Natural language region descriptions:
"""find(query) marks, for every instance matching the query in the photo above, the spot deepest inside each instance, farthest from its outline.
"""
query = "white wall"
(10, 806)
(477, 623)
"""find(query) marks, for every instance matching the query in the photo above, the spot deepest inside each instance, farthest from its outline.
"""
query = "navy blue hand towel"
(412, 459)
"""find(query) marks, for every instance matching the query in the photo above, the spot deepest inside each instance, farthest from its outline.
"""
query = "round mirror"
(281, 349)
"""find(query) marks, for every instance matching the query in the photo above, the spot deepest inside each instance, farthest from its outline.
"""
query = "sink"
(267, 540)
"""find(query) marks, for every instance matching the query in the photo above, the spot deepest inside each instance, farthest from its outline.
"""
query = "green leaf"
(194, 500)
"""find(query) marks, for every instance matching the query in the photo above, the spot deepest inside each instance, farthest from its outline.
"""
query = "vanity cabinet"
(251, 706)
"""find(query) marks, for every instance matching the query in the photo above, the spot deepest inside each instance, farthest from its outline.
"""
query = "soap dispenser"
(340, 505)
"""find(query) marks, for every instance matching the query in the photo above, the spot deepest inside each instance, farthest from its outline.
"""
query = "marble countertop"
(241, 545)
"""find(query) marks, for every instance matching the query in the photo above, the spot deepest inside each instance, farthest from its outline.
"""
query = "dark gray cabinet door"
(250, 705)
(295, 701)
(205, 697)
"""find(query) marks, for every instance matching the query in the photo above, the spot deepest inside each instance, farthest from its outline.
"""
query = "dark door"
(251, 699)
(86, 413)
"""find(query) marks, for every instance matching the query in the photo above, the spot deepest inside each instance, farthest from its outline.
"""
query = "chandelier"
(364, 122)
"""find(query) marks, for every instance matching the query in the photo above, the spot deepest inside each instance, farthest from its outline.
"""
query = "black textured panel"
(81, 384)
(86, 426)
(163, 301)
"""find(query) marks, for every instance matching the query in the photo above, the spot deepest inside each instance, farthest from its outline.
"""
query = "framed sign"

*Task directions*
Extract the complete set of records unchanged.

*Answer section*
"""find(query) marks, for every instance matching the query in the photo above, the spot deepest inside each instance, farthest from its outline.
"""
query = "white wall"
(10, 806)
(477, 623)
"""find(query) marks, for every instance matching the query in the photo above, the spot deepest inside each instance, farthest from its outline.
"""
query = "navy blue hand towel"
(412, 459)
"""find(query) marks, for every instance matching the query in the photo above, the spot deepest inside each instance, farthest from its outline.
"""
query = "round mirror"
(281, 349)
"""find(query) marks, for every instance matching the query in the photo above, the spot deepest inside each instance, farthest from its outline.
"""
query = "sink"
(267, 540)
"""find(query) marks, for every instance matching the query in the photo above, the spot deepest inside each instance, farthest from its outline.
"""
query = "green leaf"
(194, 500)
"""find(query) marks, for every instance matching the query in the photo above, the spot deepest inside each instance, farthest from its outline.
"""
query = "vanity cabinet"
(251, 706)
"""find(query) marks, for every instance matching the query in the photo above, the spot deepest inside each instance, farthest from its outline.
"""
query = "soap dispenser"
(340, 505)
"""find(query) marks, for every instance matching the query in the photo above, the spot deepest inside each instance, farthest from its outline.
"""
query = "marble countertop"
(241, 545)
"""find(query) marks, for every instance matching the query in the photo above, the spot deepest inside each instance, farthest from its outline.
"""
query = "dark gray cabinet door"
(250, 705)
(295, 701)
(205, 697)
"""find(query) marks, for every instance matching the query in the photo above, the spot deepest inside each instance, farthest from its outline.
"""
query = "dark door"
(251, 699)
(86, 413)
"""find(query) marks, for every instance matching the query in the photo above, the spot deepest inside each instance, farthest from its outline.
"""
query = "chandelier"
(364, 122)
"""find(query) marks, for every instance matching the query in the photo above, the spot deepest inside each instance, farthest from its outline.
"""
query = "black textured panel"
(81, 384)
(86, 426)
(163, 301)
"""find(query) marks, for every instance matching the query in the photo above, the spot deepest inside each instance, farthest from its outline.
"""
query = "framed sign"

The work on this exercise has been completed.